TASK REQUIREMENTS =>
**a.** Return the passage of the terrorism case report that opens with the words containing "Monday was a" and closes with "charges were filed.", copied exactly.
**b.** Take the terrorism case report further from the point where it stops.

TEXT EXCERPT =>

Monday was a productive day in law enforcement's ongoing effort to thwart terrorist plots before people get hurt.
In New York, a judge unsealed a December 2011 guilty plea by a Somali national for providing material support to al-Qaida in the Arabian Peninsula (AQAP) and the Somali terrorist group al-Shabaab. Ahmed Abdulkadir Warsame's plea has been under seal. He was taken into custody in the Gulf of Aden in April 2011 as he traveled between Somalia and Yemen. He was kept at sea for two months of questioning by intelligence officials before the criminal charges were filed.
In addition to fighting for al-Shabaab, Warsame procured weapons from AQAP and taught others to use explosives. He also worked with American citizens in conspiring to support AQAP with money, equipment and people. Warsame has cooperated with U.S. investigators, providing what a source described to CBS News as "an intelligence watershed."
"Ahmed Warsame served as a critical link between two foreign terrorist organizations and was an operational terrorist leader, commanding hundreds of fighters," Acting Assistant Attorney General for National Security John Carlin said in a statement. "His capture, successful interrogation, and guilty plea demonstrate how U.S. military, intelligence, and law enforcement assets coordinate to neutralize threats and protect the country."

Stored records =>
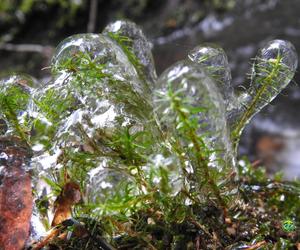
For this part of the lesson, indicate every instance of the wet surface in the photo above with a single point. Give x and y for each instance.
(240, 32)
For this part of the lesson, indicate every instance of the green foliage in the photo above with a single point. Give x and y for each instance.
(13, 101)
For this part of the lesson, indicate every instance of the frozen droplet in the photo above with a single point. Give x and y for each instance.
(101, 57)
(185, 92)
(214, 60)
(273, 69)
(141, 47)
(108, 182)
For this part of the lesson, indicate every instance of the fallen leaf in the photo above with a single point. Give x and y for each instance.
(15, 194)
(69, 196)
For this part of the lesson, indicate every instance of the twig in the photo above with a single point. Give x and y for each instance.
(92, 16)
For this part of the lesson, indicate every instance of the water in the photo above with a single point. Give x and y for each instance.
(100, 122)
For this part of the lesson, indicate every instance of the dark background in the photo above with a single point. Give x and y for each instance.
(30, 30)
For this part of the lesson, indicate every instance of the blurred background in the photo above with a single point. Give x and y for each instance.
(31, 29)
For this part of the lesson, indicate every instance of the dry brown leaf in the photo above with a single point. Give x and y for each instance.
(15, 194)
(69, 196)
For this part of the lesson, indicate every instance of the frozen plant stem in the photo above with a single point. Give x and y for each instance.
(266, 82)
(202, 160)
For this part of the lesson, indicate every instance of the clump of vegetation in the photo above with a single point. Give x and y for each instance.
(129, 161)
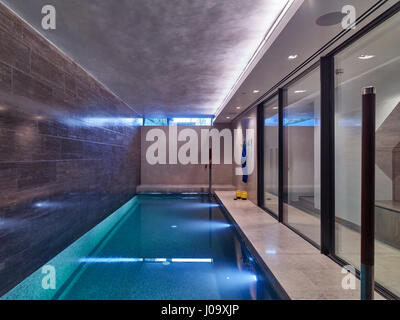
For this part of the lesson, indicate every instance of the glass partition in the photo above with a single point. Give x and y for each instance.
(374, 60)
(271, 147)
(301, 161)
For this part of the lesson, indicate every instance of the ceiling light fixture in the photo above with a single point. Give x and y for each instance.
(366, 56)
(286, 6)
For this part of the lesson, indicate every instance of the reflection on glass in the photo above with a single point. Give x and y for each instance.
(301, 149)
(271, 146)
(374, 60)
(191, 121)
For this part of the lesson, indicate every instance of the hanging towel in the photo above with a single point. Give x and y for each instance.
(244, 163)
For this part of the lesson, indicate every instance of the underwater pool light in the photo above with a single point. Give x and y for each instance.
(150, 260)
(206, 260)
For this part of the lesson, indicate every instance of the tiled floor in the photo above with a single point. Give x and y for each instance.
(348, 243)
(299, 267)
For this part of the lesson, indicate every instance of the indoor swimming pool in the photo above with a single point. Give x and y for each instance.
(161, 247)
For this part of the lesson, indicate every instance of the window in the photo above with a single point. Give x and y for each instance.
(301, 156)
(271, 156)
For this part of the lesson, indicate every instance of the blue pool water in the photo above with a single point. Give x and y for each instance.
(155, 247)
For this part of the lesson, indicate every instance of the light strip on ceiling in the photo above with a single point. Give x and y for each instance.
(258, 50)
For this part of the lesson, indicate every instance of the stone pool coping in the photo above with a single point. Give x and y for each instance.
(300, 268)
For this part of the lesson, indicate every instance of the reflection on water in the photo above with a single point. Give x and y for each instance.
(157, 247)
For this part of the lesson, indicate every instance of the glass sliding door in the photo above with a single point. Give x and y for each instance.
(373, 60)
(271, 148)
(301, 161)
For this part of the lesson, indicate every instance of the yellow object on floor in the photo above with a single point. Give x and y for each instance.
(238, 194)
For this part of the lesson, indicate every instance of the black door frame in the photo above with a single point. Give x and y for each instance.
(327, 72)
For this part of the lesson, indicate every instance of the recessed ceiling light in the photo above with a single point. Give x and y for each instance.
(366, 56)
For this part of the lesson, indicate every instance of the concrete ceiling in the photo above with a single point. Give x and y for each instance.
(162, 57)
(303, 35)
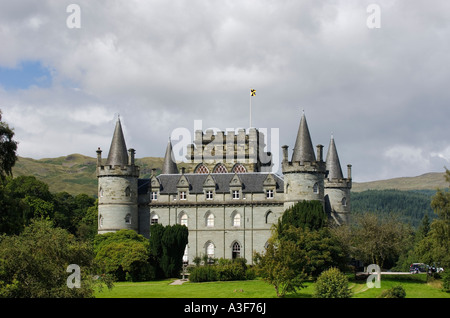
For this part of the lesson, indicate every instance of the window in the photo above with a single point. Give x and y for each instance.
(237, 220)
(210, 251)
(210, 220)
(186, 255)
(183, 219)
(239, 168)
(316, 188)
(201, 168)
(236, 250)
(220, 168)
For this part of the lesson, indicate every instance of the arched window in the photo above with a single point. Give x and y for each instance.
(237, 219)
(183, 218)
(154, 219)
(316, 188)
(236, 250)
(209, 219)
(210, 251)
(239, 168)
(201, 168)
(269, 217)
(220, 168)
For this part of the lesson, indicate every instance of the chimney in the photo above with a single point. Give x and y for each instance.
(319, 153)
(285, 153)
(99, 157)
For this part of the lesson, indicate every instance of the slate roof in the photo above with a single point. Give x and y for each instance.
(251, 182)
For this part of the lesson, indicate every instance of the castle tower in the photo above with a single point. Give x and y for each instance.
(169, 164)
(337, 188)
(117, 186)
(304, 174)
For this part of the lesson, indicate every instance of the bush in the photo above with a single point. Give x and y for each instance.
(394, 292)
(203, 274)
(332, 283)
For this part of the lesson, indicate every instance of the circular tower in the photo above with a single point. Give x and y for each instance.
(337, 188)
(117, 187)
(303, 175)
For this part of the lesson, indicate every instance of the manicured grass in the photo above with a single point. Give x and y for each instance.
(416, 286)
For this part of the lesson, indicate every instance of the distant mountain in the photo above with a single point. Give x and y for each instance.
(427, 181)
(76, 174)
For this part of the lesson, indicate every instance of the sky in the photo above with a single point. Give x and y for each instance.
(373, 74)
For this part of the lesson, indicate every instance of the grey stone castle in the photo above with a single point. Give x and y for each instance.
(228, 198)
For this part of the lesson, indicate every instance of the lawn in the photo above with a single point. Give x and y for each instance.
(416, 286)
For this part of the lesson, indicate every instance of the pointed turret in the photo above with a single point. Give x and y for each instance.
(333, 164)
(169, 165)
(303, 149)
(118, 155)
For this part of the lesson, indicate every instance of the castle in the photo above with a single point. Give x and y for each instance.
(228, 198)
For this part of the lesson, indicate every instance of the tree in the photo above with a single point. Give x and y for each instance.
(282, 265)
(34, 263)
(376, 241)
(332, 283)
(124, 254)
(8, 148)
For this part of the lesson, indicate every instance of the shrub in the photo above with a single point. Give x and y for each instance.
(332, 283)
(394, 292)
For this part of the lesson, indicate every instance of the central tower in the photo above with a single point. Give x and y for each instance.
(117, 186)
(304, 174)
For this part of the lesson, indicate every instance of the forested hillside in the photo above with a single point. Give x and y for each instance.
(409, 206)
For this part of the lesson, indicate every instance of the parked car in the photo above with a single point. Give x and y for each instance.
(416, 268)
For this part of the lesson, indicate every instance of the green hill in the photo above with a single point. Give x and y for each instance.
(75, 174)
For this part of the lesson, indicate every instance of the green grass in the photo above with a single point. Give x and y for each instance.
(415, 286)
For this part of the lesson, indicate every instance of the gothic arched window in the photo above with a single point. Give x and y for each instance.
(239, 168)
(236, 250)
(220, 168)
(201, 168)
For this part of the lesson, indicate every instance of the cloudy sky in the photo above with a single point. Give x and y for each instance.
(375, 74)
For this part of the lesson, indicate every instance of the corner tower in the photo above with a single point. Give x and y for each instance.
(304, 174)
(337, 188)
(117, 186)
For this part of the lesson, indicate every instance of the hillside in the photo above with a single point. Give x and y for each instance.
(76, 174)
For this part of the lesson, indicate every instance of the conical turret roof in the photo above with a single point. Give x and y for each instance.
(303, 149)
(333, 165)
(169, 165)
(118, 155)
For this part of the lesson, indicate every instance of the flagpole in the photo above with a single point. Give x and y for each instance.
(250, 110)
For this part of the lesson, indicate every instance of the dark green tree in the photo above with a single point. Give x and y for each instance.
(8, 148)
(34, 263)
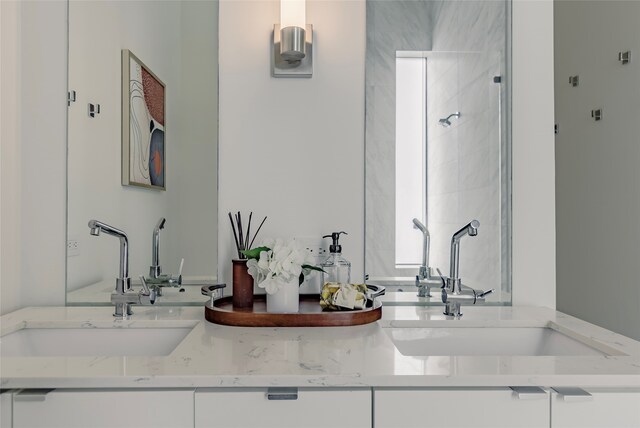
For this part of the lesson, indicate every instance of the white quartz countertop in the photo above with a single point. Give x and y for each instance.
(220, 356)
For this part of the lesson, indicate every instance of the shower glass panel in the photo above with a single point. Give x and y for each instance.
(451, 166)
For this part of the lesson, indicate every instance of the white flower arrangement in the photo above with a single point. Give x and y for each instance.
(276, 263)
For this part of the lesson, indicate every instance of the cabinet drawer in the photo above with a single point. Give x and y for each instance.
(297, 408)
(105, 408)
(453, 407)
(605, 408)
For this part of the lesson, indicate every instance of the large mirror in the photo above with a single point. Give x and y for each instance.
(437, 141)
(178, 43)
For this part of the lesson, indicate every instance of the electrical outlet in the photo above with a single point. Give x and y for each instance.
(73, 247)
(313, 283)
(315, 246)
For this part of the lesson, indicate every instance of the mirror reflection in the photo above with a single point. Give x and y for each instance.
(437, 144)
(177, 42)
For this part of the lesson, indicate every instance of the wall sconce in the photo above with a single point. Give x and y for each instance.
(292, 42)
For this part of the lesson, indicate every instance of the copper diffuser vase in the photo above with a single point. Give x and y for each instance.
(242, 297)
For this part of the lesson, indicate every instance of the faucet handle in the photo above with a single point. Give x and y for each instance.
(146, 292)
(484, 293)
(442, 278)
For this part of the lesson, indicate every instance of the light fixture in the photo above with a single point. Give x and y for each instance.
(292, 42)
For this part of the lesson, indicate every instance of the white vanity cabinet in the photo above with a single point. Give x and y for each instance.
(283, 408)
(602, 408)
(5, 409)
(460, 407)
(108, 408)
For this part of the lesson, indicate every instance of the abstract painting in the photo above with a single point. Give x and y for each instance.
(143, 125)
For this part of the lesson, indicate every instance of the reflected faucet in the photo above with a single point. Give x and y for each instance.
(453, 296)
(156, 279)
(425, 273)
(155, 270)
(123, 296)
(446, 122)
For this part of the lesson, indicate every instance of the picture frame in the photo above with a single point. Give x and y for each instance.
(143, 125)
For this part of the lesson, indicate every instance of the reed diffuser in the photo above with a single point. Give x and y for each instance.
(243, 242)
(242, 294)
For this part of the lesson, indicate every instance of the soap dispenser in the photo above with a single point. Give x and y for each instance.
(336, 268)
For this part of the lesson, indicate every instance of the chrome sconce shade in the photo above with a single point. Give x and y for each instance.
(292, 51)
(292, 42)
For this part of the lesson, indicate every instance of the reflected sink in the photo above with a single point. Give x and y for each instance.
(79, 342)
(477, 341)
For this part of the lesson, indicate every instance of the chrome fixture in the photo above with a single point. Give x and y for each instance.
(94, 109)
(624, 57)
(156, 279)
(155, 270)
(292, 42)
(123, 296)
(453, 296)
(446, 122)
(425, 275)
(574, 80)
(596, 114)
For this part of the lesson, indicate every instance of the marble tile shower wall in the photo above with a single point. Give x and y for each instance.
(391, 26)
(465, 161)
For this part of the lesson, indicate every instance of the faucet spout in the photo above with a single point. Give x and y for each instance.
(470, 229)
(155, 270)
(426, 241)
(97, 227)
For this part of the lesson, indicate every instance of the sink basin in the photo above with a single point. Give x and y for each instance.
(476, 341)
(78, 342)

ANSWER SECTION =>
**a.**
Monday was a productive day in law enforcement's ongoing effort to thwart terrorist plots before people get hurt.
In New York, a judge unsealed a December 2011 guilty plea by a Somali national for providing material support to al-Qaida in the Arabian Peninsula (AQAP) and the Somali terrorist group al-Shabaab. Ahmed Abdulkadir Warsame's plea has been under seal. He was taken into custody in the Gulf of Aden in April 2011 as he traveled between Somalia and Yemen. He was kept at sea for two months of questioning by intelligence officials before the criminal charges were filed.

**b.**
In addition, a jury convicted Abdel Hameed Shehadeh of repeatedly lying about his attempts to join the Taliban or al-Qaida during trips to Pakistan's Federally Administered Tribal Areas. When Pakistan refused to let him into the country, Shehadeh returned to the United States and tried to enlist in the U.S. Army.
"[H]is true motive was to deploy overseas, where he would commit treason by defecting and fighting alongside insurgent forces," a government statement said. Shehadeh, a 23-year-old former Staten Island resident, faces a maximum 21-year prison sentence.
Another would-be terrorist was sentenced Monday. A federal judge in Seattle ordered Abu Khalid Abdul-Latif to spend 18 years in prison for plotting to attack a military processing center with machine guns and grenades. Latif, a convert to Islam born as Joseph Anthony Davis, pleaded guilty in December to conspiring to murder U.S. officers and to use weapons of mass destruction.
An informant alerted law enforcement to plans Abdul-Latif made with a co-conspirator to attack the center. Their discussions were audio and videotaped, and Abdul-Latif worked to obtain the weapons needed. He planned to attack the center on a Monday in July 2011, when it would be crowded with new recruits. Officials fear children at an adjacent day-care center would have been killed had the attack occurred.
"Abdul-Latif undertook his plot in furtherance of his long-standing and deeply felt radical beliefs," the prosecution sentencing memo said. "To this day, he has not disavowed the radical ideology that inspired his attack plot, nor has he expressed any meaningful remorse for his conduct."